• _WHAT YOU NEED TO DO_:
1. Using the text on VAT in the Gulf region, answer these:
(a) What agreement was the GCC VAT implementation based on?
(b) Which two countries introduced VAT first, and on what date?
(c) Which EU legislation is the GCC VAT model said to be based on?
2. Proceed with the text on VAT in the Gulf region, picking up after its final sentence.

• _EXTRACT PROVIDED_:
When considering global milestones in VAT development, one definitely cannot overlook the introduction of VAT in the Gulf region. In light of the fall in oil prices, Gulf countries have been looking for other sources of revenue. The introduction of VAT was found to be a suitable measure that could meet the demands of local governments by generating large revenues. This is probably not much of a surprise, since indirect taxation has been a well-known and effective tool of financial policy across the globe.
The Gulf Cooperation Council (GCC) took a critical step back in June 2016, when it enforced regulations to launch the process of implementing its VAT regime across the six countries forming the GCC, namely, the United Arab Emirates (UAE), the Kingdom of Saudi Arabia (KSA), the Sultanate of Oman, Qatar, Kuwait, and the Kingdom of Bahrain. The implementation was based on the Common VAT Agreement signed by all six states.
GCC VAT implementation status
The process is still pending, three years after the first implementation. The below table presents the current state of play. However, the expected dates of introduction for Qatar and Kuwait may still be subject to change (having observed the delays experienced by other countries, combined with a dynamic pandemic situation).
The UAE and KSA were the first two countries to introduce VAT back on 1 January 2018, marking the beginning of a completely new chapter in the history of VAT in the Middle East. The implementation process had been very hectic as the final regulations were released in the fourth quarter of 2017, leaving taxpayers little time to prepare. The situation proved even more demanding given that VAT was a completely new requirement that did not previously exist anywhere in the GCC. Still, a final assessment of the implementation in these two regions is positive, and concludes that the program was established on time. This may also have been an argument for the governments of Bahrain and Oman to start their own implementation processes.
GCC VAT concept
As announced by the GCC back in 2016, it was expected that VAT legislation across the GCC region would reflect the EU’s system. Indeed, after more than three years since the first implementation, we can now really see that it is very much based, if not copied, from EU VAT Directive (112/2006/EC). Still, there are a few areas where the GCC model does not follow its European ancestor.

• _LISTED ENTRIES_:
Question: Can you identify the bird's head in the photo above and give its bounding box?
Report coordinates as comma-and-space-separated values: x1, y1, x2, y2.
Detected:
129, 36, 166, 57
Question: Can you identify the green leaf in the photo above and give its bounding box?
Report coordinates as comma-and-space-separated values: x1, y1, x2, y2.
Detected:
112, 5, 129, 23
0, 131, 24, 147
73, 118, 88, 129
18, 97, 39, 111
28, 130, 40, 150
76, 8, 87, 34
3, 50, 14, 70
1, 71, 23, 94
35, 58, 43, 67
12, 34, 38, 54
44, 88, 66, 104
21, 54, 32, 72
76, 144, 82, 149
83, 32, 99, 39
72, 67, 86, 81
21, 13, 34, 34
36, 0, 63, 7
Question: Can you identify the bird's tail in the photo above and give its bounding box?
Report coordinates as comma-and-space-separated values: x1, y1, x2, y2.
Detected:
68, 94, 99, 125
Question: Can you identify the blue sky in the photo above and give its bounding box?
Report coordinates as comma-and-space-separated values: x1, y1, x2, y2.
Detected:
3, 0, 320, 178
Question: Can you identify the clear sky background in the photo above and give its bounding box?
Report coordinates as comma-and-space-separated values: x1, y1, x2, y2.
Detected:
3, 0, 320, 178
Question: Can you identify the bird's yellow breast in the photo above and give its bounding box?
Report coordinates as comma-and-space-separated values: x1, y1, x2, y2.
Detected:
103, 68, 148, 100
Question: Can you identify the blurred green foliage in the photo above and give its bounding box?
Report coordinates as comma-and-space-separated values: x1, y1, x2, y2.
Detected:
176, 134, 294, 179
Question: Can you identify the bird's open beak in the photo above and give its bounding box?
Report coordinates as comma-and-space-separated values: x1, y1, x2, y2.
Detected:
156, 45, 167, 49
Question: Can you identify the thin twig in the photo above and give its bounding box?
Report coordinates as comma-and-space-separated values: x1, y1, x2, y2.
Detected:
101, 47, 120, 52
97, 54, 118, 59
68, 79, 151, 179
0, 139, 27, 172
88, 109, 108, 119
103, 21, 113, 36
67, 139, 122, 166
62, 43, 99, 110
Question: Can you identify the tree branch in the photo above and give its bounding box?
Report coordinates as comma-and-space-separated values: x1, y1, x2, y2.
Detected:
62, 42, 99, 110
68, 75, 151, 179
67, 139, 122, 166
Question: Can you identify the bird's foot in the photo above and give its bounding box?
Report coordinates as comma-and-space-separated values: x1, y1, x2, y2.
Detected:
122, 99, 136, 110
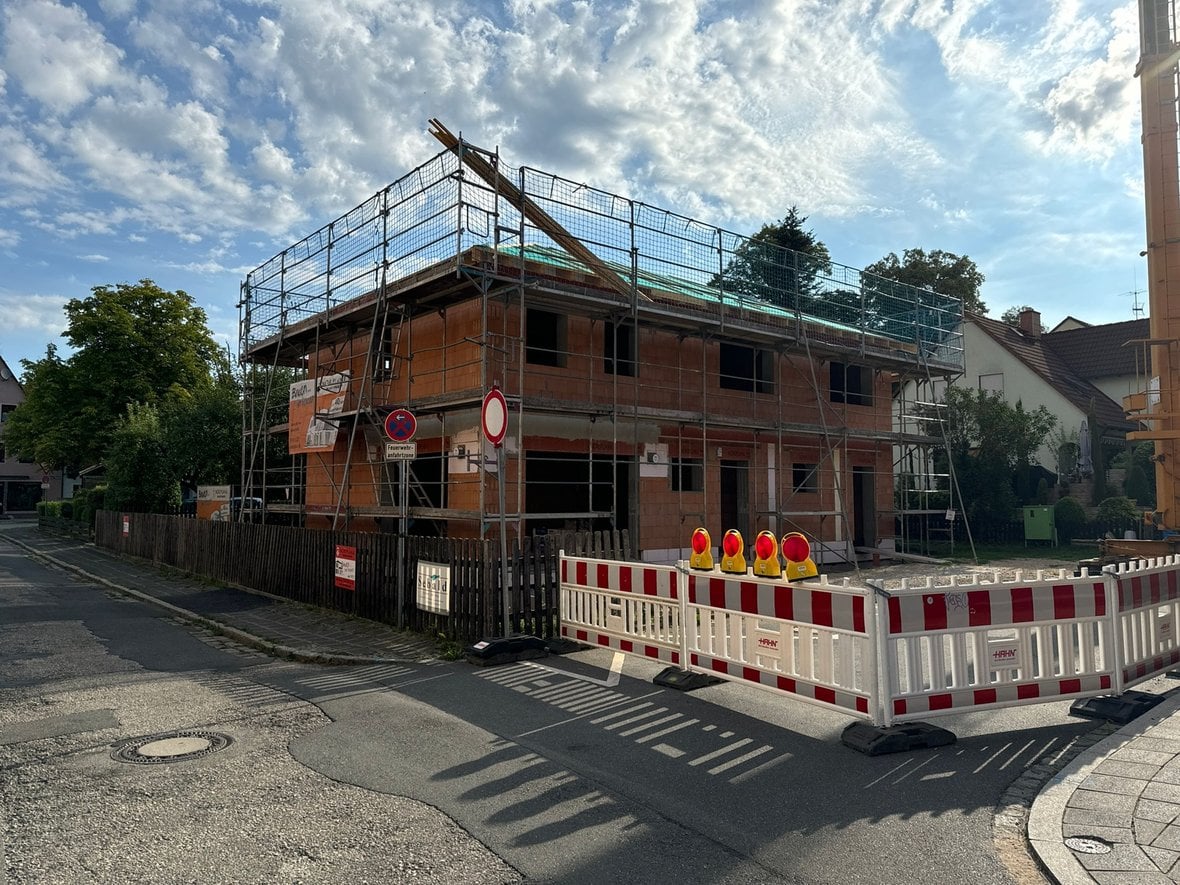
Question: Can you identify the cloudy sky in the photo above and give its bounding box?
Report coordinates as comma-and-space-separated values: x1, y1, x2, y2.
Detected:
0, 0, 1147, 371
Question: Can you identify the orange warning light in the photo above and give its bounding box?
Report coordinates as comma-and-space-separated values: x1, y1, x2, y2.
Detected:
688, 529, 713, 571
721, 529, 746, 575
782, 532, 819, 581
754, 531, 782, 578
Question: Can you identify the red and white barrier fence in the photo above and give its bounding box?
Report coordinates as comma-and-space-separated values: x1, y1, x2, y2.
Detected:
561, 553, 684, 667
561, 555, 1180, 727
684, 573, 877, 719
881, 572, 1115, 726
1110, 556, 1180, 688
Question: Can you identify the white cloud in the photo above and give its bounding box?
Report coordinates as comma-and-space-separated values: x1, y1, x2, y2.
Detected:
0, 126, 68, 194
0, 298, 66, 336
4, 0, 129, 113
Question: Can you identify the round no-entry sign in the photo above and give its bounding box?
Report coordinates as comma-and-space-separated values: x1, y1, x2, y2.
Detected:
480, 387, 509, 446
385, 408, 418, 443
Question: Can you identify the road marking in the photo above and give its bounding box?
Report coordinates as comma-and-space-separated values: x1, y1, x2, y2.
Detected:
893, 753, 942, 786
517, 689, 663, 738
709, 743, 774, 774
520, 651, 627, 688
999, 741, 1033, 771
651, 743, 686, 759
689, 732, 754, 766
635, 719, 701, 749
971, 742, 1012, 774
865, 759, 912, 789
618, 713, 681, 738
603, 703, 668, 732
920, 771, 958, 780
729, 753, 794, 784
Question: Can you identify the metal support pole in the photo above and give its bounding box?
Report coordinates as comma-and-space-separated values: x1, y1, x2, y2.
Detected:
496, 445, 512, 638
398, 459, 409, 628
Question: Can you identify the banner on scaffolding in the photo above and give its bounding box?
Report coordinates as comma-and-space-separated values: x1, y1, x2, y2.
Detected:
287, 372, 352, 454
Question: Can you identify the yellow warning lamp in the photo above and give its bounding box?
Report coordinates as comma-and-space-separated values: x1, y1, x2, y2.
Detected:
754, 531, 782, 578
721, 529, 746, 575
782, 532, 819, 581
688, 529, 713, 571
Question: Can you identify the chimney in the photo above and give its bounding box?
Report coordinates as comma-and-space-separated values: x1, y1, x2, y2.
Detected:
1018, 307, 1041, 340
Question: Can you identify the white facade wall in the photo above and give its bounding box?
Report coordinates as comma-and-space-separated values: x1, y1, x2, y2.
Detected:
955, 321, 1086, 473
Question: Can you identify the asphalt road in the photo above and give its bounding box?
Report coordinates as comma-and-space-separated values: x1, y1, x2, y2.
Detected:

• _ANSWERS BY ITEM NUMBER_:
1.
(a) The Common VAT Agreement signed by all six states.
(b) The UAE and KSA, on 1 January 2018.
(c) The EU VAT Directive (112/2006/EC).

2.
The Common VAT Agreement approved and signed by all GCC member countries constitutes the foundation of the VAT concept, which was supposed to be introduced by all six GCC jurisdictions. Its role and legislative force recall that of EU VAT Directive, building as it does on the general framework of the VAT model for the member states. Member states are therefore obligated to implement the VAT rules in their jurisdictions in line with the rules laid down by the Common VAT Agreement. It contains the basic concepts of taxation, including the mechanism of calculation, scope of taxation, rates, exemptions, and rules governing intra-GCC trade. At this stage, the GCC’s main objective is to apply and execute VAT rules at the level of transactions performed locally (by domestic supplies) in order to build awareness and ensure a steady pipeline of revenue.
GCC vs EU VAT model
Looking at the principles adopted by the EU and the GCC, it may be concluded that the GCC learnt its lesson from the EU’s 50+ years of experience in VAT application. In all fundamental VAT aspects, the GCC model follows the EU model.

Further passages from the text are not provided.